*PASSAGE SHOWN*:
————————

On larger rivers in Maine, this year’s runs appeared to be good, at least anecdotally, according to Brown.
Dam removals and fish passageway projects on the Kennebec and Penobscot rivers over the past two decades have brought approximately 6 million river herring a year back to each river. Brown said he expected this year’s numbers to be similar, although data is still being reported.
The Maine Department of Marine Resources counts alewives and blueback herring together, and tracks their populations in three ways. The department conducts trawl surveys in the ocean, and it also compiles counts of fish swimming up the state’s largest rivers in the spring. But the most definitive sources of data, according to Brown, will be reports from commercial fishermen, which are due in August.
Overall, the state’s river herring are certainly faring much better than they were 30 years ago. In the years ahead, however, conservation and management strategies for these fish — including how fish passageways across dams are built and operated — will need to adapt, Brown said. Exactly how is still uncertain.
“We’re not really sure where we’re headed,” he said. “We’re sort of driving forward but looking in the rearview mirror.”
Back at Damariscotta Mills, Becker, the fish agent, said he believes that this year’s numbers will end up being OK, although they won’t be close to the million alewives that swam up the Damariscotta River four years ago to spawn this year’s run.
The fish ladder there, originally built in 1807, underwent a $1 million renovation from 2007 to 2017.
“There’s no question that the work to restore the fish ladder and the ongoing work to keep it working have made a huge difference,” Becker said.
Alewives are among the more resilient sea-run fish in Maine, and even the smallest efforts to help them can pay off, he added.
“Every time somebody fixes a culvert in the state, every time somebody opens up a stream, it seems like alewives just kind of don’t have any problem adapting to those areas and turning them into spawning ground,” he said.

————————

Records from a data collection

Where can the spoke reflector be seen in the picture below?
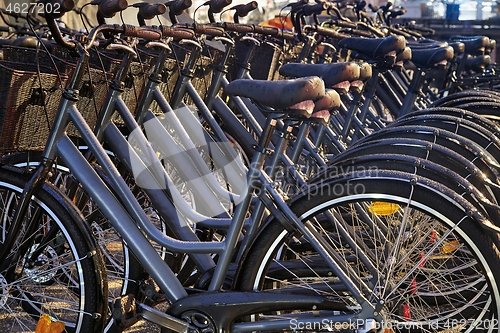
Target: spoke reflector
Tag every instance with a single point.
(46, 325)
(383, 208)
(449, 247)
(413, 287)
(406, 312)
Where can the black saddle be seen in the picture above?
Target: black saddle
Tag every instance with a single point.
(331, 74)
(280, 95)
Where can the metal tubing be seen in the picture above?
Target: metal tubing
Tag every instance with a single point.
(129, 201)
(121, 220)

————————

*REQUIRED TASK A*:
According to the passage on Maine river herring, in what year was the fish ladder at Damariscotta Mills originally built?
*REQUIRED TASK B*:
Reproduce the passage on Maine river herring from "The Maine Department" up to and including "is still uncertain.".

*REPLY A*:
1807

*REPLY B*:
The Maine Department of Marine Resources counts alewives and blueback herring together, and tracks their populations in three ways. The department conducts trawl surveys in the ocean, and it also compiles counts of fish swimming up the state’s largest rivers in the spring. But the most definitive sources of data, according to Brown, will be reports from commercial fishermen, which are due in August.
Overall, the state’s river herring are certainly faring much better than they were 30 years ago. In the years ahead, however, conservation and management strategies for these fish — including how fish passageways across dams are built and operated — will need to adapt, Brown said. Exactly how is still uncertain.